→ **YOUR INSTRUCTIONS**: Reproduce each of the following records word for word, keeping every line intact and in its original order.

»»

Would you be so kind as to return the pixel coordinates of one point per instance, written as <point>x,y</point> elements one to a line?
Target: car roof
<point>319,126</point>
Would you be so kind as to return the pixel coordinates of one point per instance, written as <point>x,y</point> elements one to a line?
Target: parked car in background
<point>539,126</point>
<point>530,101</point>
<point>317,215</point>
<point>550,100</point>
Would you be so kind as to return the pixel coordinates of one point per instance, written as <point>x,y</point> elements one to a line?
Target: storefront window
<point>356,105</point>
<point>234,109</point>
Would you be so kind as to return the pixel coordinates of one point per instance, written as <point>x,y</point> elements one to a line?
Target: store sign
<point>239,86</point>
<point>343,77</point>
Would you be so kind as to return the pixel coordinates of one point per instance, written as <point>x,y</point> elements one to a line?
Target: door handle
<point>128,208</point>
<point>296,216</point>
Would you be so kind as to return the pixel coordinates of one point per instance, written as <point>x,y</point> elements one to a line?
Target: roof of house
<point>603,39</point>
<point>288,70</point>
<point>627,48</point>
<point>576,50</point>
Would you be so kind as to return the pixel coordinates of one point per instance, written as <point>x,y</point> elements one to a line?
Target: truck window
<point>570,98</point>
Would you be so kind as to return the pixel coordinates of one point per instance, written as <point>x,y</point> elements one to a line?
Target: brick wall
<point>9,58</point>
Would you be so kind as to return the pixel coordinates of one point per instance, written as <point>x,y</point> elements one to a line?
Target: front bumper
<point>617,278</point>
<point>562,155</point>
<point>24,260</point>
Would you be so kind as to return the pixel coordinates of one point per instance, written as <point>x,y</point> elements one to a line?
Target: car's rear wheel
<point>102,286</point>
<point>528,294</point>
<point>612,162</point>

««

→ **RESULT**:
Would you be so kind as to return the pixel coordinates of one point per instance, written as <point>x,y</point> elements one to a line?
Target: car roof
<point>319,126</point>
Would you be so kind as to return the pixel coordinates of one point per instance, written as <point>x,y</point> elements one to a line?
Target: parked car in background
<point>539,126</point>
<point>530,101</point>
<point>317,215</point>
<point>550,100</point>
Would you be so kind as to return the pixel coordinates of one point per instance, written as <point>x,y</point> elements one to a line?
Target: storefront window
<point>356,105</point>
<point>234,109</point>
Would you be so kind as to return the pixel coordinates of one point per instance, written as <point>x,y</point> elements one to a line?
Target: store sign
<point>239,86</point>
<point>343,77</point>
Would you be so kind as to return the pixel coordinates of one point per instance, written as <point>x,y</point> elements one to a line?
Target: door handle
<point>128,208</point>
<point>296,216</point>
Would you be so kind as to return the pixel coordinates of one point per instance, written as <point>x,y</point> elements one to a line?
Target: roof of house
<point>603,39</point>
<point>288,70</point>
<point>627,48</point>
<point>576,50</point>
Would you be so kind as to return the pixel coordinates of one point per instance, written as <point>x,y</point> elements one to a line?
Target: truck window
<point>570,98</point>
Would you be so kind as to return the pixel coordinates of one point per instance, written as <point>x,y</point> elements one to a line?
Target: brick wall
<point>9,58</point>
Would you be so kind as to return the pixel coordinates of one point per instance, written as <point>x,y</point> elements one to a line?
Target: front bumper
<point>617,278</point>
<point>562,155</point>
<point>24,260</point>
Would you be so kind as to return the pixel coordinates of one point per instance, written as <point>x,y</point> elements one to a line?
Target: car's rear wheel
<point>102,286</point>
<point>528,294</point>
<point>612,162</point>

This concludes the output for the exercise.